**Aufgabenstellung:**
[1] Welche Staatsbürgerschaft hat Martin Sellner laut dem Text über die Einreiseverweigerungen?
[2] Führe den Text über die Einreiseverweigerungen nach seinem letzten Satz um einige Sätze weiter.

**Textabschnitt:**
--------------------

Mit dem Dammbruch ist das so eine Sache. Es dauert, bis er plötzlich bricht. Dann aber gibt es kein Halten mehr. In der Bundesrepublik Deutschland durfte knapp ein Dreivierteljahrhundert verstreichen, bis einem Menschen, dem der deutsche Staat im Schengen-Abkommen mit Inländern gleichgestellte Bewegungsfreiheit garantiert, die Einreise verweigert wurde, weil der in Deutschland etwas Oppositionelles sagen könnte. Dieser Präzedenzfall trägt den Namen Martin Sellner. Er wurde Mitte März im Jahr 2024 des Herrn publik. Sellner ist österreichischer Staatsbürger und rechtsidentitärer Publizist.

Fast 75 Jahre lang hätte dieses nordkoreanische Gebaren in Deutschland niemand für möglich gehalten. Doch nur einen Monat nach Sellner traf es mit Yanis Varoufakis das nächste Opfer neuer deutscher Grenzüberschreitungspolitik, diesmal einen griechischen linkssozialistischen Politiker, dem ebenfalls dank Schengen Bewegungsfreiheit in Deutschland genauso garantiert ist wie deutschen Staatsbürgern. Und was nun also zweimal „passierte“, das dürfte fortan die Regel sein, sicher auch bald für aus dem Ausland heimkehren wollende deutsche Staatsbürger, denn rechtlich ist es kein Unterschied.

Wohlgemerkt: Beide Schengen-Inländer, Sellner wie Varoufakis, durften ganz offen nicht nach Deutschland einreisen, weil die deutsche Politik und eine ihr hörige Gerichtsbarkeit erwarten, dass sie hier eine ungenehme Meinung äußern könnten. Und falsche Meinung wird im freiesten Staat deutscher Geschichte per se verfolgt, mal direkt durch die längst willfährige Gesinnungsjustiz, mal indirekt durch staatlich alimentierte Hilfstruppen fürs Gröbere. Das ist dystopisch.

--------------------

**Gegebene Daten:**
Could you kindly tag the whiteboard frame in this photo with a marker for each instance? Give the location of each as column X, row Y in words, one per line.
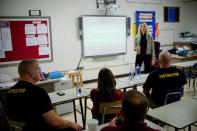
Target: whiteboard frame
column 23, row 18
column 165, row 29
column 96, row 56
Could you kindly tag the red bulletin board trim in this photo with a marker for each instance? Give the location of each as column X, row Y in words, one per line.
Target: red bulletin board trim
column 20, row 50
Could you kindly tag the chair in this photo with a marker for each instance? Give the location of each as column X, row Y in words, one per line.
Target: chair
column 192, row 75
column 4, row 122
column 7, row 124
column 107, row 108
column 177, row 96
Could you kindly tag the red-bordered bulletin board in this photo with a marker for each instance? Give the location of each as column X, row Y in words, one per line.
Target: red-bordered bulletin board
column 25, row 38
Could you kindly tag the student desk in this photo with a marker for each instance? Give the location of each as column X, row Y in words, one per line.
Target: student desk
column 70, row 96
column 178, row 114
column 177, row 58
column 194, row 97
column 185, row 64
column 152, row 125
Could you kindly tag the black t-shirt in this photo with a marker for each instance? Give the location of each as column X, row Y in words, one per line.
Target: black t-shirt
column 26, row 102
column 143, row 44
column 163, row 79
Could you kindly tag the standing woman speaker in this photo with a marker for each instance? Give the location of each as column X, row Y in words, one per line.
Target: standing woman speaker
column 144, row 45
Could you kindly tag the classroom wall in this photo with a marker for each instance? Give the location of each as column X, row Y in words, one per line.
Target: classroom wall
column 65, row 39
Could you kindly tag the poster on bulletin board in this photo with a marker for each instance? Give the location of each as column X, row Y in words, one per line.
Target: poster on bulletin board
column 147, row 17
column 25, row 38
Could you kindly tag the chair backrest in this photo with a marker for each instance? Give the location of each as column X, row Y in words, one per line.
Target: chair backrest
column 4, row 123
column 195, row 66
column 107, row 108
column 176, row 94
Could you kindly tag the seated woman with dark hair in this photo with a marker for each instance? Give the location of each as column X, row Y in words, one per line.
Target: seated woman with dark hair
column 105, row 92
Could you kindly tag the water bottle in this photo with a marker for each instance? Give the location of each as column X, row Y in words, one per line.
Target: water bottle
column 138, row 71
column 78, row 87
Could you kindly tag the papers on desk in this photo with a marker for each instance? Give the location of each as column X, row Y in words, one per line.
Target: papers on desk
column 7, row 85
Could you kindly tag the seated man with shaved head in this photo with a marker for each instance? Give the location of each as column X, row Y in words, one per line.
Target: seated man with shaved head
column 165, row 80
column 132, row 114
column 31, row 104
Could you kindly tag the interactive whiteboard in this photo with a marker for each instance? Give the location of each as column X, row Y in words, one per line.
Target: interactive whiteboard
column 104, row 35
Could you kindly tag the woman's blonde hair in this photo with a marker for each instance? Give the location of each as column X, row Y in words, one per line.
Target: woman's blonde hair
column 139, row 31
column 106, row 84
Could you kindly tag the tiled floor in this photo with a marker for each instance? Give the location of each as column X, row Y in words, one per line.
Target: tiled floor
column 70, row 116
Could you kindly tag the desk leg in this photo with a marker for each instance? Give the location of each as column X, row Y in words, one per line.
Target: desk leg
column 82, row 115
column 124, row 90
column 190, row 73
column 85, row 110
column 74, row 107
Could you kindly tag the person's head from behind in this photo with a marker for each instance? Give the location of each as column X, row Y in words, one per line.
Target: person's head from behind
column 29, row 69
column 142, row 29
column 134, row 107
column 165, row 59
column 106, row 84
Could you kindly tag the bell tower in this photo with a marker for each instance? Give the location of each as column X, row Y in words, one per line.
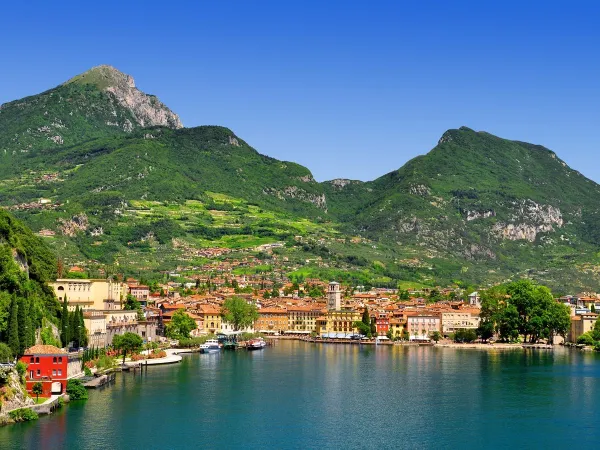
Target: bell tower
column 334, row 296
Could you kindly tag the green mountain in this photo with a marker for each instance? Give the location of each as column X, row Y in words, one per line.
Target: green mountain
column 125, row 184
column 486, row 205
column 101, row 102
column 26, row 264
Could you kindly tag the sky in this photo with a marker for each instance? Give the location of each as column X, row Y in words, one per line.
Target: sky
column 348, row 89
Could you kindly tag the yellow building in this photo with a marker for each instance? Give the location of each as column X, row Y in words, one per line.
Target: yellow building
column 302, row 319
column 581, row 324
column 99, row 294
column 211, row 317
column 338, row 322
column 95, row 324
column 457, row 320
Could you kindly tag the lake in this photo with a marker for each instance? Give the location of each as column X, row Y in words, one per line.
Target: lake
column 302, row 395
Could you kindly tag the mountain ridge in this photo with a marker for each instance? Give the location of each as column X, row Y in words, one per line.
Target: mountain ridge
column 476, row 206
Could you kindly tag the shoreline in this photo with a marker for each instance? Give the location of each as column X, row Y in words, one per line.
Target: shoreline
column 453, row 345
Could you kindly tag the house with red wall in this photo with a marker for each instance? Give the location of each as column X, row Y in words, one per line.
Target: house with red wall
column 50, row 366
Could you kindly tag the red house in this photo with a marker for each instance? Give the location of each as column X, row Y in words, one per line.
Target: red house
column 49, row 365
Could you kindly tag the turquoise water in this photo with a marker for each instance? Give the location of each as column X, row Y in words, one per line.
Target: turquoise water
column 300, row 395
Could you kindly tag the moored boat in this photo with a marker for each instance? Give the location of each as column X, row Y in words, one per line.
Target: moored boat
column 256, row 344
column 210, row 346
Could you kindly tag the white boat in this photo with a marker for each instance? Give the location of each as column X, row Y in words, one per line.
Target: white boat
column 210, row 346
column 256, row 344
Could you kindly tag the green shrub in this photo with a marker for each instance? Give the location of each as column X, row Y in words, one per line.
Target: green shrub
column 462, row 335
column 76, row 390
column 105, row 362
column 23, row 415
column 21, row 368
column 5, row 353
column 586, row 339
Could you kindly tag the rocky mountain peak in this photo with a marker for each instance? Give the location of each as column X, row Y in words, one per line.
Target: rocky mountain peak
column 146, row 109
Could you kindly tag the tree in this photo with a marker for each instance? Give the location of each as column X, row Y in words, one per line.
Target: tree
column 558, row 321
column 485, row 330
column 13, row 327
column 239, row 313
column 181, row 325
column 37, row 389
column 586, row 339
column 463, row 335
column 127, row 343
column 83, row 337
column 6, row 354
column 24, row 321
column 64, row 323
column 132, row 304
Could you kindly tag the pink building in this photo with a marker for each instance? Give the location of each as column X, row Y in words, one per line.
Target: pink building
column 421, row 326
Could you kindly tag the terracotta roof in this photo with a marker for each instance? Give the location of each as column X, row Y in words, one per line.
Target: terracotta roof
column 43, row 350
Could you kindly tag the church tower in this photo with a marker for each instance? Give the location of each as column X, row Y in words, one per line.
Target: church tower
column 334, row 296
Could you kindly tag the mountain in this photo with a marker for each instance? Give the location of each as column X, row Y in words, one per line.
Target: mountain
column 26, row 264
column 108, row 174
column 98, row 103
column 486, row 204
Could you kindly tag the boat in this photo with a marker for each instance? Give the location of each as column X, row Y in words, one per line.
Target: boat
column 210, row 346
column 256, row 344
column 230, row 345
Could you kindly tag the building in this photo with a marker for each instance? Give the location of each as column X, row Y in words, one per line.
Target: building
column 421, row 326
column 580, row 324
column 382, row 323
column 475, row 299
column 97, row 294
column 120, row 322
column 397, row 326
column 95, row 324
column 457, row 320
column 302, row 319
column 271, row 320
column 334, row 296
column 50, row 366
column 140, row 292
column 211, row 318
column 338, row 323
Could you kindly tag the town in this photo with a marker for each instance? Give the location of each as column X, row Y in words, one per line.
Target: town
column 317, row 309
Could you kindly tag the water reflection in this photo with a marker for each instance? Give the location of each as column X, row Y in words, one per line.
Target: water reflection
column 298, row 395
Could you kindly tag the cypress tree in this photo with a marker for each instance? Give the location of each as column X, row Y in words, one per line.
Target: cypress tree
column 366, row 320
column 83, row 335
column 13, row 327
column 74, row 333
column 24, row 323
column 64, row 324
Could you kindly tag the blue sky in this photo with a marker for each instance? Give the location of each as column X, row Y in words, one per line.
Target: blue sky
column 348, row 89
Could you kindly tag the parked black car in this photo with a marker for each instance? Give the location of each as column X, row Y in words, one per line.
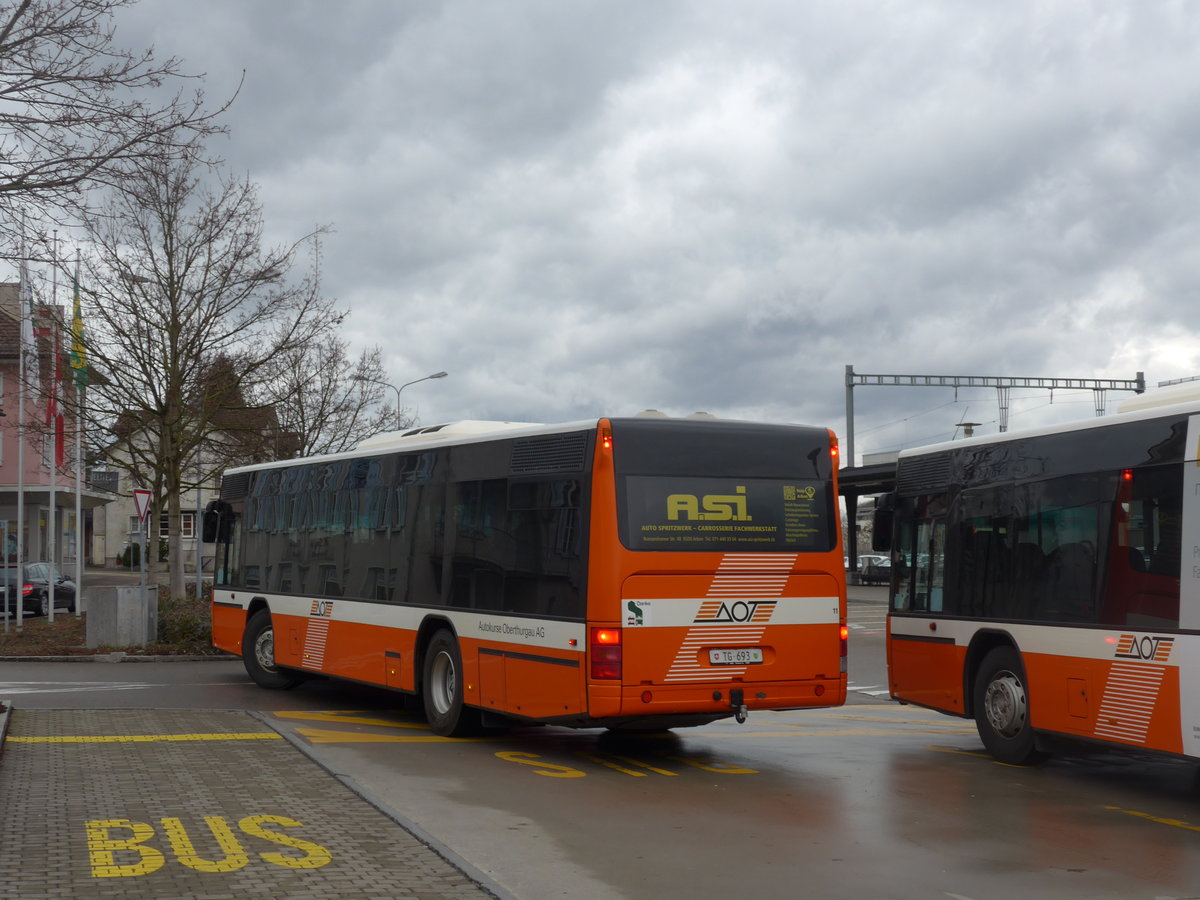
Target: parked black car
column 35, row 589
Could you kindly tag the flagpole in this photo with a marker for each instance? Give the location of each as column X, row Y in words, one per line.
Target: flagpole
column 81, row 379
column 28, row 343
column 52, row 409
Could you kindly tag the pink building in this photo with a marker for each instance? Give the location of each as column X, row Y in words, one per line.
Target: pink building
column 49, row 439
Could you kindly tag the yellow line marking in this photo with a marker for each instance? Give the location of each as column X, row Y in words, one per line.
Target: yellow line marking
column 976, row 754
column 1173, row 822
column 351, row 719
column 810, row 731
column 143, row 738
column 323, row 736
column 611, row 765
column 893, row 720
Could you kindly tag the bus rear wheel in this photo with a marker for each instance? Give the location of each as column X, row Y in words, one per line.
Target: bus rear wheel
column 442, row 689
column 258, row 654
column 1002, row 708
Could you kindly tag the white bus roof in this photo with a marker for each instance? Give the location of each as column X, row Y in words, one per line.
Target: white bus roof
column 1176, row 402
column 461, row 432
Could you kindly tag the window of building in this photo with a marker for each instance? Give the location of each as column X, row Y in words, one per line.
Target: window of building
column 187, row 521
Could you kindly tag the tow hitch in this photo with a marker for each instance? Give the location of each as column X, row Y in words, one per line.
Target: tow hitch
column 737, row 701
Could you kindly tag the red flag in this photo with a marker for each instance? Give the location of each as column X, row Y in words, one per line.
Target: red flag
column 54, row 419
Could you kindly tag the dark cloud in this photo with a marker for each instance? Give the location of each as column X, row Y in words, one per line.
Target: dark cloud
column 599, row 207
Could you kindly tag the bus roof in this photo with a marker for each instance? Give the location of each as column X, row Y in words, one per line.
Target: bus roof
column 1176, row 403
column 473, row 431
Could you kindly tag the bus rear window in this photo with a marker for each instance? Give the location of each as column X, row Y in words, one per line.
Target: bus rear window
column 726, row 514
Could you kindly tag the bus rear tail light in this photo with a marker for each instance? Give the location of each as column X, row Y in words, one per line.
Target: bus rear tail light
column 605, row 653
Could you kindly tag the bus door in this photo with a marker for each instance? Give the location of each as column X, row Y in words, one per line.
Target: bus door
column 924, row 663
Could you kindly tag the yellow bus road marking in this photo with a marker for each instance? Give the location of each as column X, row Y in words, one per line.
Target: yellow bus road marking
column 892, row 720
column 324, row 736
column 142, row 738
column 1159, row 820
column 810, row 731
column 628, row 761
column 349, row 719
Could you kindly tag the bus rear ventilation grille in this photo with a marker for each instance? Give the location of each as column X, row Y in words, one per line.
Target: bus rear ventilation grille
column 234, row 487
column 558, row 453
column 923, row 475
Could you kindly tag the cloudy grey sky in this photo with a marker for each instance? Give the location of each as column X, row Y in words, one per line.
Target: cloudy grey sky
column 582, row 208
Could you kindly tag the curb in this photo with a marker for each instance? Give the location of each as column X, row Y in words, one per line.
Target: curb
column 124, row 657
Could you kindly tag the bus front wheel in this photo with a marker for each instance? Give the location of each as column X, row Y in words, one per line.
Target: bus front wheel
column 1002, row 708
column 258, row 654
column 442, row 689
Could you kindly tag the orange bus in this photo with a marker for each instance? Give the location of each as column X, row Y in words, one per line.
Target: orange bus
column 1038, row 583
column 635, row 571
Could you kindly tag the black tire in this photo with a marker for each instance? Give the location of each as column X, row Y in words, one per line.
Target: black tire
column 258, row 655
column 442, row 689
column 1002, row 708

--------------------

**Lösungen:**
[1] Er ist österreichischer Staatsbürger.

[2]
Doch in Deutschland 2024 gebärdet sich der außer Rand und Band geratene Staat nicht nur einfach orwellianisch, sondern geradezu dystopisch im Quadrat. Denn Sellner und Varoufakis werden nicht nur für ihre oppositionelle Meinung haftbar gemacht, was einer Demokratie, zumal einer, die sich noch liberal schimpft, mehr als unwürdig ist, sondern dies geschieht auch noch präventiv, da sie die „Tat“, die keine ist, noch gar nicht begangen haben. Orwell hoch zwei!

Wir dürfen gespannt sein, ob einige aus dem Ausland anreisende Redner zur achten großen Konferenz der Zeitschrift eigentümlich frei auf Usedom im November 2024 noch ungehindert einreisen werden dürfen. Freiheitsfunken-Mitkolumnist Markus Krall zum Beispiel wird aus der Schweiz kommen, wenn das noch möglich sein wird.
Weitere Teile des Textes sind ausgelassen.